▸ GIVEN INFORMATION:

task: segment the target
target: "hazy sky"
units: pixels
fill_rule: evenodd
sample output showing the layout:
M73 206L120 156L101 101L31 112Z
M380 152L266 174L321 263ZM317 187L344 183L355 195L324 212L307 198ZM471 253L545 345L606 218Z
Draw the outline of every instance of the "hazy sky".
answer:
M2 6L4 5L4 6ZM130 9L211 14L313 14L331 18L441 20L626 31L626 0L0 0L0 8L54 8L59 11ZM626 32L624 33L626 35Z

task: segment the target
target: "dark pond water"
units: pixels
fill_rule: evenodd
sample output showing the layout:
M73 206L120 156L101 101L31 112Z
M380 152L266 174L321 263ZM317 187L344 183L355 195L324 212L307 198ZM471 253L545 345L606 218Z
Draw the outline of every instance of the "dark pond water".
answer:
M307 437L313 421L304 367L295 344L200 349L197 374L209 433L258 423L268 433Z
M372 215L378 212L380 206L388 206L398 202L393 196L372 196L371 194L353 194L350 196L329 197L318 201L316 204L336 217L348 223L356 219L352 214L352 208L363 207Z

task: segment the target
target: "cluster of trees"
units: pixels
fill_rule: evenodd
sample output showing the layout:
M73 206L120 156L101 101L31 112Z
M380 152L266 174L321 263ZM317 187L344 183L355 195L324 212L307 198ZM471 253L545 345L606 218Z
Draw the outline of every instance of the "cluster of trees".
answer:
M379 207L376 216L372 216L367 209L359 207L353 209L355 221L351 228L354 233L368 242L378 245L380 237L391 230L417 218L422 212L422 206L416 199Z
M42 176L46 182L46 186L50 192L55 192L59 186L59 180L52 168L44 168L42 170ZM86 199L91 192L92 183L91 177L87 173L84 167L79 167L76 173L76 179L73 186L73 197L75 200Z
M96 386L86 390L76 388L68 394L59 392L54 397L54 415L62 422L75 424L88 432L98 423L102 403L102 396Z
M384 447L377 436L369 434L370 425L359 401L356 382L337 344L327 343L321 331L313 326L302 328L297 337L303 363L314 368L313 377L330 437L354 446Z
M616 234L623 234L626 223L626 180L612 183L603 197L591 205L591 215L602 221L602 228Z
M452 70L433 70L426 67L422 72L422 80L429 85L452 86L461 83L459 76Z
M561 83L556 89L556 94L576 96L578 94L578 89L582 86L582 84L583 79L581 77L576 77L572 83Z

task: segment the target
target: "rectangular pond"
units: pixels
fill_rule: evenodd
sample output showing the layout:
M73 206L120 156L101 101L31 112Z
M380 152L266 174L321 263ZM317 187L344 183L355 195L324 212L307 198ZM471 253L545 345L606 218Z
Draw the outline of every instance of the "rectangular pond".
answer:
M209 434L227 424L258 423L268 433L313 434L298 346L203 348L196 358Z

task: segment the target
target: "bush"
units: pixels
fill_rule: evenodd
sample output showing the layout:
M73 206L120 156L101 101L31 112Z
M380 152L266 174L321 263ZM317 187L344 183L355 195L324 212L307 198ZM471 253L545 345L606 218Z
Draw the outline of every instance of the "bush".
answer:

▸ TASK INSTRUCTIONS: Output an identical copy of every record above.

▸ TASK RESULT:
task: segment the target
target: "hazy sky"
units: pixels
fill_rule: evenodd
sample output showing the layout:
M73 206L120 156L101 101L31 112Z
M380 152L266 174L321 263ZM317 187L344 183L355 195L324 212L307 198ZM471 253L545 345L606 218Z
Draw the outline of every instance of the "hazy sky".
answer:
M2 6L4 5L4 6ZM130 9L211 14L313 14L331 18L441 20L626 31L626 0L0 0L0 8L54 8L59 11ZM626 32L624 33L626 35Z

task: segment the target
target: "dark pond water"
units: pixels
fill_rule: evenodd
sample output showing the layout:
M73 206L120 156L101 101L31 112Z
M380 152L266 174L321 263ZM317 187L344 183L355 195L324 212L307 198ZM471 253L545 345L606 218Z
Draw the outline of every instance of the "dark pond water".
answer:
M307 437L313 421L304 367L295 344L200 349L197 374L209 433L258 423L268 433Z
M372 215L378 212L380 206L388 206L398 202L393 196L372 196L371 194L353 194L350 196L329 197L318 201L316 204L336 217L348 223L356 219L352 214L352 208L363 207Z

task: segment the target
target: "cluster of trees"
units: pixels
fill_rule: evenodd
sample output showing the layout:
M73 206L120 156L101 101L31 112Z
M380 152L266 174L321 263ZM317 187L344 183L355 195L324 212L307 198ZM471 253L545 345L606 218Z
Draw the outline of every instance of the "cluster of trees".
answer:
M379 207L376 216L372 216L367 209L359 207L353 209L355 221L351 228L354 233L368 242L378 245L380 237L391 230L417 218L422 212L422 206L416 199Z
M42 176L46 182L46 186L50 192L55 192L59 186L59 180L52 168L44 168L42 170ZM86 199L91 192L92 183L91 177L87 173L84 167L79 167L76 173L76 179L73 186L73 197L75 200Z
M96 386L86 390L76 388L68 394L59 392L54 397L54 415L62 422L75 424L88 432L98 423L102 403L102 396Z
M384 447L377 436L369 434L370 425L359 401L356 382L337 344L327 343L321 331L313 326L302 328L297 337L303 363L314 368L313 377L330 437L354 446Z
M616 234L623 234L626 223L626 180L612 183L603 197L591 205L591 215L602 221L602 228Z
M452 70L433 70L426 67L422 72L422 80L429 85L452 86L461 83L459 76Z
M561 83L556 89L556 94L576 96L578 94L578 89L582 86L582 84L583 79L581 77L576 77L572 83Z

task: segment the target
target: "rectangular pond"
units: pixels
fill_rule: evenodd
sample output showing the layout:
M73 206L120 156L101 101L31 112Z
M380 152L266 174L321 263ZM317 187L344 183L355 195L324 212L307 198ZM471 253L545 345L606 218Z
Draw the outline of every instance of the "rectangular pond".
answer:
M209 434L227 424L258 423L268 433L313 434L298 346L203 348L196 358Z

task: segment the target
target: "bush"
units: pixels
fill_rule: evenodd
sample output showing the layout:
M73 206L120 156L101 101L31 112Z
M380 152L266 174L321 263ZM317 187L344 183L355 195L324 212L307 198ZM471 253L545 345L606 218Z
Draw the outline of every instance of the "bush".
answer:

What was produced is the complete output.